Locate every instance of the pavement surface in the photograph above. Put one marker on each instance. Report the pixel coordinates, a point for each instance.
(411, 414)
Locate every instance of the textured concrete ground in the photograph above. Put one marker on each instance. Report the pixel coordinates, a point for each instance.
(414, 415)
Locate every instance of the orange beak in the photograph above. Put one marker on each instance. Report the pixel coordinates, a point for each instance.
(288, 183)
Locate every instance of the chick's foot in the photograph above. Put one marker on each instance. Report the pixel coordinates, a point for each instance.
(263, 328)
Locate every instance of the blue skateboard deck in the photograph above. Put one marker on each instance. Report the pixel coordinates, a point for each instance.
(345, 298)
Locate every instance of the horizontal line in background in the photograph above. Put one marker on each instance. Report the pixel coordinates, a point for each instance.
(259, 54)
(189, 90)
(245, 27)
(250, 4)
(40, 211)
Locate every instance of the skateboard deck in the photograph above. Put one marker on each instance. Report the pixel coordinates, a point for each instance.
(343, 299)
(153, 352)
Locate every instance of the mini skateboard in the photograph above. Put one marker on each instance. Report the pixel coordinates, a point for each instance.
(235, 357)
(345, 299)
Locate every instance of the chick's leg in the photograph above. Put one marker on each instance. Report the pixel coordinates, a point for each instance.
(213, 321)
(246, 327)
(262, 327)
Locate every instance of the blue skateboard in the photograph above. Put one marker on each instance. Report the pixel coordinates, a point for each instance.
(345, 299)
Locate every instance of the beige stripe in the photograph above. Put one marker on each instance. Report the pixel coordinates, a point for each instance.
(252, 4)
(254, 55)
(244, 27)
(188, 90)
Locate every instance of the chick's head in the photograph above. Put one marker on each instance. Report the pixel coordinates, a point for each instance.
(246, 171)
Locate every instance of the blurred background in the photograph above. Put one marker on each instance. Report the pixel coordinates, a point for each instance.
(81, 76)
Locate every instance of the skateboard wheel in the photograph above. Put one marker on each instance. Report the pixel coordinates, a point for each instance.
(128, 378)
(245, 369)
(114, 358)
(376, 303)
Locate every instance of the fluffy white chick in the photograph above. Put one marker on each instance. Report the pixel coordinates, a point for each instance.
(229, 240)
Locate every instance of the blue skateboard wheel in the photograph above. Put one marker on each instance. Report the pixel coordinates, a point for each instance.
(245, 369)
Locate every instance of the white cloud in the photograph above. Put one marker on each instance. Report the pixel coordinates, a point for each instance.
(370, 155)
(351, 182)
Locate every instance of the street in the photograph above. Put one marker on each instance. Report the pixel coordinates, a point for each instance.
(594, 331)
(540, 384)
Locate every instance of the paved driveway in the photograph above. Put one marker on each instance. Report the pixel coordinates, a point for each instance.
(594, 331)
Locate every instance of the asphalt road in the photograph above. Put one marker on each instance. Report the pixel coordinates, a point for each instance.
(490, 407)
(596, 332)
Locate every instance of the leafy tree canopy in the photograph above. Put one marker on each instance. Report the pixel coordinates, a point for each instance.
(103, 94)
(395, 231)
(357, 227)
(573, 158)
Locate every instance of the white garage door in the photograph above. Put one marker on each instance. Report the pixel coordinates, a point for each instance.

AIM OF THE EXERCISE
Return all of the entries exactly as they were supplied.

SOLUTION TO THE PROBLEM
Locate every instance of the pavement surface in the photograph above. Put one marker on each instance. Report the pixel coordinates, a point for each instance.
(411, 414)
Locate every instance of the textured concrete ground in the photograph above. Put one marker on each instance. Report the pixel coordinates, a point for each instance.
(414, 415)
Locate every instance of the orange beak in the photograph above. Put one marker on each instance. Report the pixel coordinates, a point for each instance.
(288, 183)
Locate every instance of the chick's foot in the photograph above. Put one marker on each instance. Report the pixel coordinates, a point for each instance.
(263, 328)
Locate every instance of the blue skateboard deck in the photograph above. Put one marker on each instance. Report the pixel coordinates, a point for each instance.
(345, 298)
Locate every instance of the horizontal line in background in the photograph above. Put one marker on each instance. Report the pixel coordinates, a point for each instance.
(259, 54)
(189, 90)
(245, 27)
(250, 4)
(40, 211)
Locate every instance of the skateboard deck in the photograph above. Put one marker on each instance. Report the pixel coordinates, a point for each instance.
(343, 299)
(153, 352)
Locate every instance of the mini skateboard in the photograph above. Put one marker on each instance. Report the pixel coordinates, a point for each instance.
(235, 357)
(345, 299)
Locate every instance of the chick's leg in the photograph above. Put one marker on each instance. Report the pixel coordinates, a point for each instance.
(213, 321)
(246, 327)
(262, 327)
Locate every instance of the blue skateboard in the photograph above. Put one marker on each instance. Report the pixel coordinates, a point for each instance.
(345, 299)
Locate every instance of the beige stripe in the photograph above. Put one marker on each instance. Report the pixel coordinates, a point for each instance.
(252, 4)
(254, 55)
(244, 27)
(188, 90)
Locate every instance of the chick's head in the photograph above. Put one marker on each instance. Report the pixel coordinates, a point for each instance.
(246, 171)
Locate every instance of the blurred background in the photograph above. Put one marker on each instance. Report the pixel coordinates, a point for each instance.
(81, 76)
Locate every instance of the skateboard wheel in the photograph above. Put one marker on each instance. Report the pixel coordinates, a point for each instance.
(128, 378)
(245, 369)
(114, 358)
(376, 303)
Locate every instance of the fluffy white chick in the photograph above. Put one marker on each instance. Report the pixel coordinates, a point for each instance.
(229, 240)
Locate every instance of the blue skateboard wheel in the photograph above. Put one marker on each instance. Report the pixel coordinates, a point for each instance.
(245, 369)
Locate every instance of the white cloud in the photograph above. Put one marker on each instance. Report the pixel coordinates, a point for each instance.
(370, 155)
(351, 182)
Locate every instance of the street in the photograph above. Put one marker on each instance. Report the pixel coordinates, a point for each instance.
(594, 331)
(540, 384)
Locate every instance of the paved driveway in the photograph above. Put one marker on each instance. Report the pixel coordinates, a point for each instance.
(594, 331)
Locate every instance of the asphalt road in the photograph above. Put one marker on each instance. Report the pixel coordinates, a point for each instance.
(490, 407)
(596, 332)
Locate every instance of the leafy tree canopy in the photograph above. Put one marker on each instance. Report the pixel coordinates, a point for each instance.
(103, 94)
(395, 231)
(357, 227)
(573, 158)
Locate every instance of the white garage door in the photograph above. Put one marker on each instance. Report the pixel coordinates, a point for each instance.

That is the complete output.